» **The task**
The records beneath should be restated word for word.

» **Listed records**
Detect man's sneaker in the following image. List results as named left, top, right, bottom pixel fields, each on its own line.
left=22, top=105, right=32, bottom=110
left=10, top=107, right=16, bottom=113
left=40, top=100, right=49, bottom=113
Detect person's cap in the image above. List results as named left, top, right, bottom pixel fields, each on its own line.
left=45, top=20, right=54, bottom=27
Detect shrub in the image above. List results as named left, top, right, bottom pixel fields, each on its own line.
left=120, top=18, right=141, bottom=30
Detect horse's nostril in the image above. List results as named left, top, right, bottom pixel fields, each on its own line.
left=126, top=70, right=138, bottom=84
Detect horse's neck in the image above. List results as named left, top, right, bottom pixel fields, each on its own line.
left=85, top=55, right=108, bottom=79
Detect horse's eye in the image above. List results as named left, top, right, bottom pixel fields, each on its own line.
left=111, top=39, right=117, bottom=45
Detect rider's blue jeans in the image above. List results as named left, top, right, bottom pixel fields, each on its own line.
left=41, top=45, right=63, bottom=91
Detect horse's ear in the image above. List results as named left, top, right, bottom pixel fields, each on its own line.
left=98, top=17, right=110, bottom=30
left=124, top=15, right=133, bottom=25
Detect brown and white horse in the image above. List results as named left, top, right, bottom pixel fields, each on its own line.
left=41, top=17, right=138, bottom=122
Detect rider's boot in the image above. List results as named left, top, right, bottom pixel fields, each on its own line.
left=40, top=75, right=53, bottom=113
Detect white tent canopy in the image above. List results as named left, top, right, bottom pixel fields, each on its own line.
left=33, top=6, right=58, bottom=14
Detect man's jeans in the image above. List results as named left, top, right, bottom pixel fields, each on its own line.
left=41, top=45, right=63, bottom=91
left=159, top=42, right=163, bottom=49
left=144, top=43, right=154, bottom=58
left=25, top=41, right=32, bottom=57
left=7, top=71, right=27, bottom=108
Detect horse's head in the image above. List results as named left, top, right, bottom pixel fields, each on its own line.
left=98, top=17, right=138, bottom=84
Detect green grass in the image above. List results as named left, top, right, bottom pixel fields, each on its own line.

» **Written solution**
Detect man's sneaker in the following image. List results as named left, top, right, bottom pixel fields, each on its own line.
left=22, top=105, right=32, bottom=110
left=10, top=107, right=16, bottom=113
left=40, top=100, right=49, bottom=113
Detect person's cap in the image above. List results as named left, top, right, bottom pixel fields, each on its own line.
left=45, top=20, right=54, bottom=27
Detect shrub in the image above. List results as named left, top, right, bottom pixel fields, each on its own line.
left=120, top=18, right=141, bottom=30
Detect horse's nostril in the image above. List results as named left, top, right, bottom pixel fields, each on its own line.
left=126, top=70, right=138, bottom=84
Detect horse's neck in the image above. List results as named left, top, right, bottom pixel fields, each on its own line.
left=85, top=55, right=108, bottom=79
Detect horse's eye in the image above. List results as named left, top, right, bottom pixel fields, each on its own line.
left=111, top=39, right=117, bottom=45
Detect rider's blue jeans in the image above. List results as named left, top, right, bottom pixel fields, each on its own line.
left=41, top=45, right=63, bottom=91
Detect horse's ear in the image above. List results as named left, top, right, bottom pixel fields, each on its own line.
left=98, top=17, right=110, bottom=30
left=124, top=15, right=133, bottom=25
Detect brown and white horse in the image above. List results as named left, top, right, bottom pixel fields, each on its own line.
left=41, top=17, right=138, bottom=122
Detect rider's boot in the image above. List results as named left, top, right, bottom pixel fields, each on its own line.
left=40, top=75, right=53, bottom=113
Detect white tent canopy in the image above. List results as named left, top, right, bottom pixel fields, each on its own line.
left=33, top=6, right=58, bottom=14
Detect man's jeans in the image above. List results as named left, top, right, bottom pixel fields, each on its own line.
left=41, top=45, right=63, bottom=91
left=159, top=42, right=163, bottom=49
left=144, top=43, right=154, bottom=58
left=25, top=41, right=32, bottom=57
left=7, top=71, right=27, bottom=108
Detect horse's head in the image above. List results as named left, top, right, bottom pixel fields, each on its own line.
left=98, top=17, right=138, bottom=84
Detect green grass in the image above. List results as named left, top, right, bottom pixel fields, each on its own line.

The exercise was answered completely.